* Given instruction *
Please output every line of the material as it stands, without the pictures.

[Records of labeled points]
***
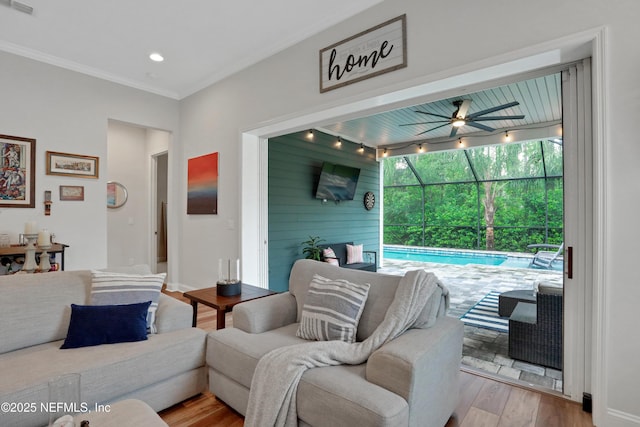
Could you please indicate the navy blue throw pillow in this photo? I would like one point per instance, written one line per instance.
(106, 324)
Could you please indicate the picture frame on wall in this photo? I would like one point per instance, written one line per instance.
(71, 193)
(75, 165)
(202, 185)
(17, 172)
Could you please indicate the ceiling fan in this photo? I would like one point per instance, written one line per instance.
(460, 117)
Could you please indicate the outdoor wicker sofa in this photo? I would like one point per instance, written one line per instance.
(535, 330)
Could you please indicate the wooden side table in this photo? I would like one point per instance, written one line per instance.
(18, 250)
(222, 304)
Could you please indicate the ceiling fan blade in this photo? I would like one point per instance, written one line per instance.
(429, 130)
(433, 114)
(464, 107)
(500, 118)
(479, 126)
(491, 110)
(424, 123)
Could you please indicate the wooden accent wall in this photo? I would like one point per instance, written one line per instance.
(295, 214)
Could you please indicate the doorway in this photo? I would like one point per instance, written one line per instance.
(161, 162)
(254, 186)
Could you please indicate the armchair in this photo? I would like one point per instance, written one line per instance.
(409, 381)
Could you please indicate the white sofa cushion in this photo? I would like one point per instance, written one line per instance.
(109, 288)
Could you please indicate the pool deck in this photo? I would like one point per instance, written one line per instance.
(485, 349)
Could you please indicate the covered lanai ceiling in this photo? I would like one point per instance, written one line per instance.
(539, 100)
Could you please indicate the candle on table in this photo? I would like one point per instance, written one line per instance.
(44, 238)
(30, 227)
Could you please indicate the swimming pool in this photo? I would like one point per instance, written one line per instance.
(460, 257)
(443, 256)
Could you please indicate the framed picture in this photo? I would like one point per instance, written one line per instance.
(202, 184)
(17, 172)
(72, 165)
(71, 192)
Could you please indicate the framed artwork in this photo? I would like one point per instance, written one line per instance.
(71, 192)
(17, 172)
(72, 165)
(202, 184)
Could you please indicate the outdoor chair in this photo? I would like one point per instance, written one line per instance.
(545, 259)
(535, 330)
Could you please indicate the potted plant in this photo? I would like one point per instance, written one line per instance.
(310, 248)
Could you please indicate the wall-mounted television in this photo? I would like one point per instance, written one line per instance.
(337, 182)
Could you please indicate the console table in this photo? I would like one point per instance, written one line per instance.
(223, 304)
(19, 250)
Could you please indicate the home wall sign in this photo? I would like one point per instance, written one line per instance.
(375, 51)
(17, 172)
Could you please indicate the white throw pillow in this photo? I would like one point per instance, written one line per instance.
(109, 288)
(332, 310)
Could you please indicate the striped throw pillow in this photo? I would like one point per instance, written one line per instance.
(332, 310)
(109, 288)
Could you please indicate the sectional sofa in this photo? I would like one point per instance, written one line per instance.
(35, 311)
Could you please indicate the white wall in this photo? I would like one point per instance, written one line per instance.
(68, 112)
(128, 225)
(129, 228)
(442, 41)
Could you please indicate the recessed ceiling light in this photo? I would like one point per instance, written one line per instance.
(156, 57)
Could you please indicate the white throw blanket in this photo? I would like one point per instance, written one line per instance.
(272, 399)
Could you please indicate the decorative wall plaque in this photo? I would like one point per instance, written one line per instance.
(375, 51)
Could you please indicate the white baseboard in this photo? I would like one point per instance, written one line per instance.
(617, 418)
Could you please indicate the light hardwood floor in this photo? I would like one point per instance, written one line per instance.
(483, 402)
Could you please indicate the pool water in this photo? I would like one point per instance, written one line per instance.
(451, 256)
(443, 256)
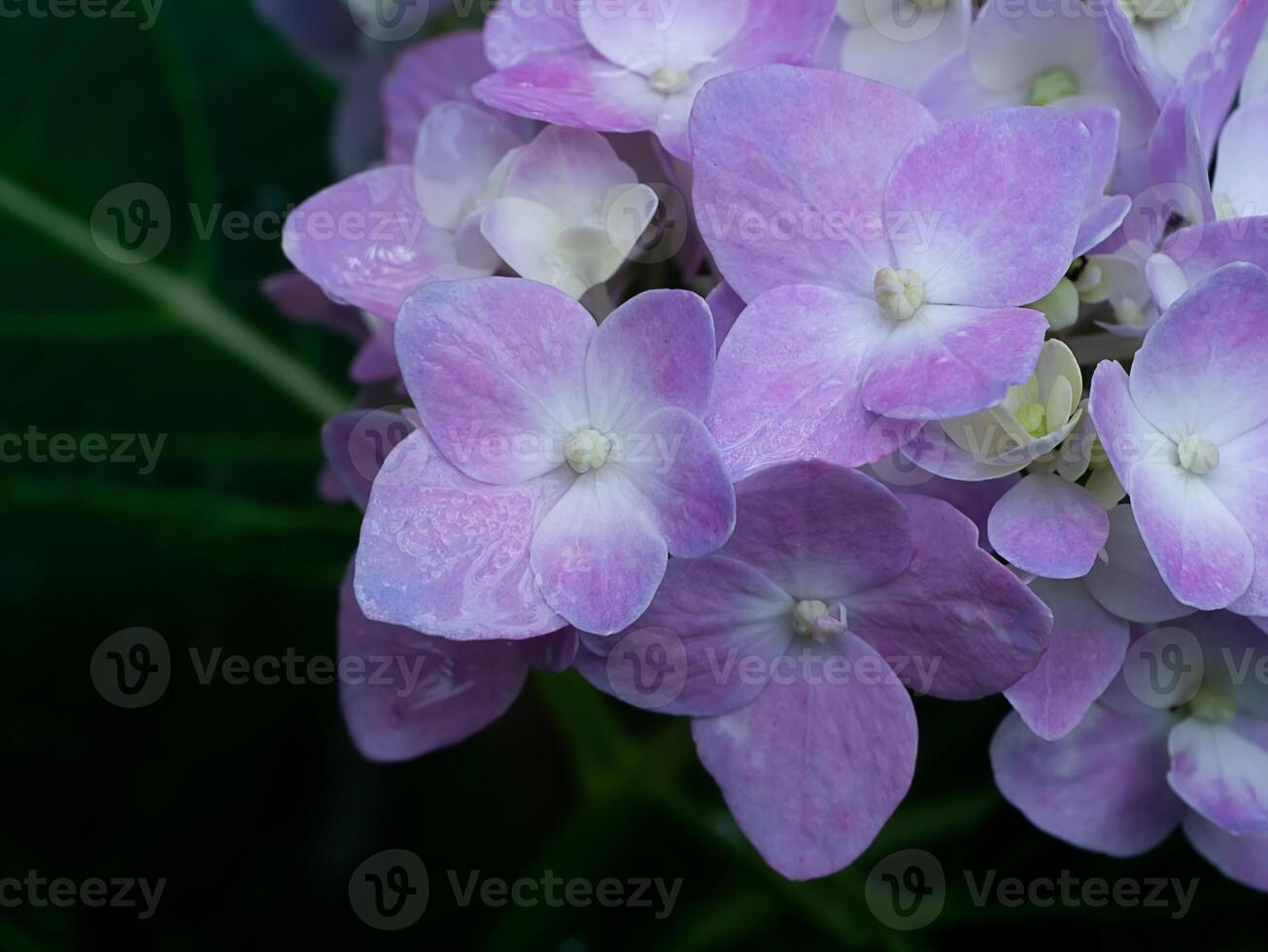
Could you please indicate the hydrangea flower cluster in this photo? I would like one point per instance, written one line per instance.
(811, 356)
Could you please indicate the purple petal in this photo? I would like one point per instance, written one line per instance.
(964, 624)
(790, 173)
(599, 554)
(365, 241)
(525, 29)
(404, 694)
(1201, 552)
(1239, 178)
(976, 499)
(447, 556)
(497, 370)
(1129, 583)
(299, 298)
(785, 32)
(358, 443)
(1048, 527)
(644, 37)
(1242, 859)
(726, 307)
(788, 383)
(1101, 788)
(578, 90)
(810, 771)
(1001, 195)
(901, 45)
(1087, 651)
(723, 620)
(440, 70)
(674, 464)
(655, 350)
(819, 530)
(1201, 368)
(457, 149)
(1192, 254)
(1211, 80)
(1221, 771)
(951, 361)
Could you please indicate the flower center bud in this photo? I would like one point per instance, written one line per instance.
(1198, 456)
(1051, 85)
(1151, 9)
(587, 450)
(668, 80)
(1034, 419)
(899, 293)
(1214, 702)
(813, 619)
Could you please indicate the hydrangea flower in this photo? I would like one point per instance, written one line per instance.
(882, 279)
(629, 66)
(565, 209)
(827, 572)
(558, 465)
(1090, 629)
(898, 42)
(1135, 768)
(1045, 525)
(1187, 433)
(440, 70)
(1046, 52)
(411, 694)
(1172, 32)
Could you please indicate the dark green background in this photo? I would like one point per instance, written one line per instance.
(250, 800)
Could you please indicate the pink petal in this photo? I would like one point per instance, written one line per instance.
(644, 37)
(788, 383)
(1101, 788)
(1048, 527)
(790, 171)
(1221, 771)
(497, 370)
(723, 620)
(656, 350)
(1201, 366)
(1242, 859)
(404, 694)
(1129, 583)
(674, 464)
(365, 241)
(998, 198)
(819, 530)
(964, 625)
(1201, 550)
(574, 88)
(1087, 651)
(950, 361)
(531, 28)
(444, 554)
(599, 554)
(436, 71)
(810, 771)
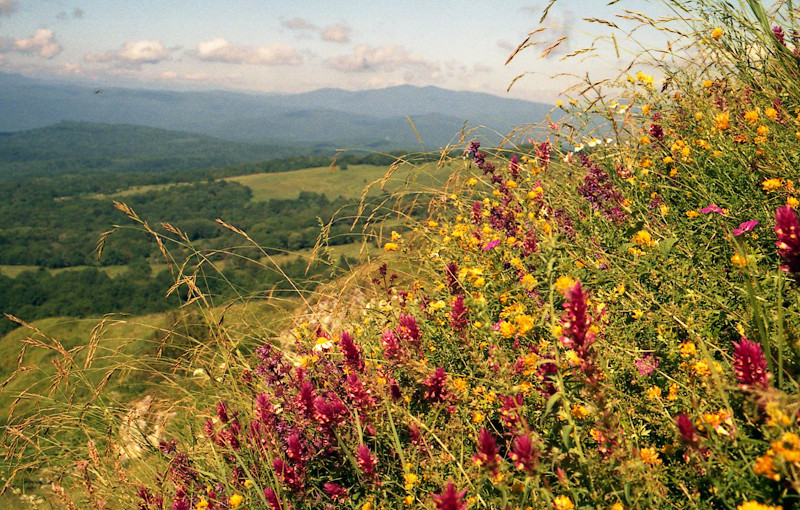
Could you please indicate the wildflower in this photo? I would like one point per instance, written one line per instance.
(739, 260)
(647, 364)
(747, 226)
(563, 503)
(650, 456)
(644, 239)
(754, 505)
(686, 430)
(351, 351)
(487, 454)
(236, 500)
(435, 384)
(787, 229)
(712, 208)
(722, 121)
(522, 454)
(688, 349)
(366, 461)
(772, 184)
(750, 365)
(335, 491)
(772, 113)
(563, 284)
(450, 499)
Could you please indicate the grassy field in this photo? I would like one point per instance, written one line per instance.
(112, 271)
(348, 183)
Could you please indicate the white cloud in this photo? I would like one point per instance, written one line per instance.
(298, 24)
(337, 33)
(382, 58)
(42, 43)
(7, 7)
(222, 50)
(135, 52)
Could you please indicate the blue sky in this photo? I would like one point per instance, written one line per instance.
(296, 46)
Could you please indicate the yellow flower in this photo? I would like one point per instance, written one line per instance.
(771, 184)
(754, 505)
(688, 349)
(580, 412)
(644, 239)
(722, 121)
(563, 503)
(650, 456)
(563, 284)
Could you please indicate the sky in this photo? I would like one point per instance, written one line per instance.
(283, 46)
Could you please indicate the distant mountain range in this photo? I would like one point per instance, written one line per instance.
(371, 119)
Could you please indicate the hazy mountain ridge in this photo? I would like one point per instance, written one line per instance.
(369, 118)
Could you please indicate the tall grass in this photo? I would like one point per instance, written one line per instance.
(606, 318)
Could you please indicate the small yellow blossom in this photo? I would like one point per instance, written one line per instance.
(563, 284)
(739, 260)
(563, 503)
(650, 456)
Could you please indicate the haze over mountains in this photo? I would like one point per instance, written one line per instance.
(373, 119)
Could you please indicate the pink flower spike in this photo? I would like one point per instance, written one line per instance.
(712, 208)
(747, 226)
(491, 244)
***
* Correct response *
Could you please indicate the navy blue throw pillow in this photo? I would like one point per instance, written one line per instance.
(106, 324)
Could you please indicate the picture frame on wall in this photo? I would like one point per instance, written one line per instance.
(71, 193)
(75, 165)
(202, 185)
(17, 172)
Could you please indicate the ceiling fan in this photo? I would like one point per instance, written one line per instance.
(460, 117)
Could you please indicate the outdoor wicker sofa in this photo? I would like one point per instance, written one line per instance.
(535, 330)
Could you please indicate the wooden side table in this photo? I would like one point per instance, written one line per instance.
(18, 250)
(222, 304)
Could you please indicate the ceiling fan blade in this photo? I would like one point per instance, written one line per instance.
(429, 130)
(433, 114)
(464, 107)
(500, 118)
(479, 126)
(491, 110)
(424, 123)
Could you please indicate the wooden accent wall in this photo? I would like one point per instance, written one line per instance.
(295, 214)
Could you please indicate the doorway in this photo? I would like one point per instance, written one line per instance.
(161, 162)
(254, 186)
Could you please indicate the armchair in this photo? I would like one point per instance, written one line per instance.
(409, 381)
Could you please indicate the white sofa cushion in this photo? I would like one point per instance, written one line per instance.
(109, 288)
Could you please indicate the pool deck in this photo? I would like one point per instance, written one line per instance.
(485, 349)
Could you please indicate the covered lanai ceiling in this photo? I would like one point per instance, written one line per instance.
(539, 100)
Could you please indicate the candle on table in this photo? I would like one point per instance, written one line per instance.
(44, 238)
(30, 227)
Could you please indicate the swimming pool in this photo? I would like one point per instance, written one line per instance.
(460, 257)
(443, 256)
Could you please indicate the framed picture in this photo? I would like one point per instance, written one line per instance.
(202, 184)
(17, 172)
(72, 165)
(71, 192)
Could you please indicate the framed artwork in this photo? I would like one point per instance, written one line per instance.
(71, 192)
(17, 172)
(72, 165)
(202, 184)
Could you please indicate the outdoor chair in this photo? I would like one point per instance, written one line per instance.
(545, 259)
(535, 330)
Could you please indicate the potted plant in this photo? I would like one point per instance, written one line per instance.
(310, 248)
Could you please indicate the wall-mounted television in this photo? I would like one point per instance, written one line per instance.
(337, 182)
Could you please indicate the console table in this photo? I would like one point per instance, written one line per instance.
(223, 304)
(19, 250)
Could you please indicate the home wall sign in this photo? I would like one point per instance, written one line per instance.
(375, 51)
(17, 172)
Could you please indicate the white throw pillow in this photo? I would like one point per instance, written one line per instance.
(109, 288)
(332, 310)
Could you please indicate the striped throw pillow in this photo? I would like one point per instance, written one line per instance.
(332, 310)
(109, 288)
Could you please indicate the sectional sofa in this photo? I would like one point per instance, written one line per instance.
(35, 311)
Could you please indicate the white wall in this photo? I would like one point per instance, written one line per instance.
(68, 112)
(128, 225)
(129, 228)
(442, 41)
Could you please indicate the recessed ceiling light in this photo? I would like one point per instance, written one line per instance.
(156, 57)
Could you please indicate the white throw blanket in this photo? I would like one point per instance, written one line per instance.
(272, 399)
Could you please indicate the decorative wall plaque in this photo? I would like one point per instance, written one line per instance.
(375, 51)
Could you please indicate the white baseboard in this photo? I would like one point per instance, written one line per instance.
(617, 418)
Could you please indicate the light hardwood floor in this photo? I would like one point per instance, written one line per instance.
(483, 402)
Could you please indicate the pool water in this photo? I would like one point per instance, written one line per instance.
(451, 256)
(443, 256)
Could you please indicate the hydrangea flower cluster in this photo? I would like one point per instance, written one line per instance.
(811, 356)
Could you please indicate the purple petal in this photo? I would like one point per instance, written one line per instance.
(964, 624)
(790, 173)
(599, 554)
(365, 241)
(525, 29)
(404, 694)
(1201, 552)
(1239, 178)
(976, 499)
(447, 556)
(497, 370)
(1129, 583)
(299, 298)
(785, 32)
(358, 443)
(1048, 527)
(644, 37)
(1242, 859)
(726, 307)
(788, 383)
(1101, 788)
(578, 90)
(810, 771)
(1001, 195)
(901, 45)
(1087, 651)
(723, 620)
(440, 70)
(674, 464)
(655, 350)
(819, 530)
(1201, 368)
(457, 149)
(1192, 254)
(1211, 80)
(1221, 771)
(951, 361)
Could you please indicate the flower center bud in this photo? I would like one point per instance, written one line per instance.
(1198, 456)
(1051, 85)
(1151, 9)
(587, 450)
(668, 80)
(1034, 419)
(899, 293)
(1214, 702)
(813, 619)
Could you please indicate the hydrangea flower in this photo? I would like one point per instance, written one line per instance.
(882, 279)
(629, 66)
(565, 209)
(827, 572)
(558, 465)
(1090, 629)
(898, 42)
(1135, 768)
(1045, 525)
(1187, 433)
(440, 70)
(1046, 52)
(411, 694)
(1172, 32)
Could you please indicate the dark green background in this photo? I would like one point per instance, written one line per instance.
(250, 800)
Could you please indicate the pink petal in this photo? I would like one point per instance, written one line per instance.
(644, 37)
(788, 383)
(1101, 788)
(1048, 527)
(790, 171)
(1221, 771)
(497, 370)
(723, 620)
(656, 350)
(1201, 366)
(1242, 859)
(404, 694)
(1129, 583)
(674, 464)
(365, 241)
(998, 198)
(819, 530)
(964, 625)
(1201, 550)
(574, 88)
(1087, 651)
(950, 361)
(531, 28)
(444, 554)
(599, 554)
(436, 71)
(810, 771)
Could you please indicate the wildflower in this photo? I would like one point per instance, written one line per instance.
(739, 260)
(647, 364)
(747, 226)
(563, 503)
(650, 456)
(644, 239)
(754, 505)
(686, 430)
(351, 351)
(487, 454)
(236, 500)
(435, 384)
(787, 229)
(712, 208)
(722, 121)
(522, 454)
(688, 349)
(366, 461)
(772, 184)
(750, 365)
(335, 491)
(772, 113)
(563, 284)
(450, 499)
Could you please indicate the grassy field in this photo? I would like one point per instance, written one line per instance.
(112, 271)
(348, 183)
Could you please indicate the white cloud in this photo? I would like one point per instance, written one line per instance.
(298, 24)
(337, 33)
(382, 58)
(42, 43)
(7, 7)
(222, 50)
(135, 52)
Could you please indicate the blue sky in this photo? I would like one point per instance, written one line per instance.
(296, 46)
Could you please indicate the yellow flower in this photo? I would like one point per instance, written one line per instance.
(771, 184)
(754, 505)
(688, 349)
(580, 412)
(644, 239)
(722, 121)
(563, 503)
(650, 456)
(563, 284)
Could you please indicate the sky in this photo? I would like one point per instance, written one line per instance.
(283, 46)
Could you please indicate the distant mountain range in this photo? I would like one point per instance, written one line per instance.
(371, 119)
Could you please indicate the hazy mountain ridge in this photo? I would like one point per instance, written one line per instance.
(369, 118)
Could you please indicate the tall grass in this photo? I would like one point per instance, written one line per instance.
(606, 318)
Could you please indicate the small yellow blossom in this photo? I would like one point per instance, written one line per instance.
(563, 284)
(739, 260)
(563, 503)
(650, 456)
Could you please indicate the haze over mountains in this photo? I would like one point per instance, written one line per instance.
(373, 119)
Could you please indicate the pink flower spike in this photo? I would like one point per instance, written one line per instance.
(712, 208)
(747, 226)
(491, 244)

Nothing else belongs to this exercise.